EXERCISE BRIEF> Reproduce every one of the items below verbatim, keeping each line unchanged.

**** RECORDS TO USE

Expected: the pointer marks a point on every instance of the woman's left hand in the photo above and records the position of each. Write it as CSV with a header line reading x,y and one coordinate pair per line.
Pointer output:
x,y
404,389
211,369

********

TASK ANSWER>
Expected: the pointer marks a point on every instance of the woman's left hand in the photo above and records the position of each. Write it as CSV with a header line reading x,y and one coordinate pair per line.
Pointer output:
x,y
404,389
211,369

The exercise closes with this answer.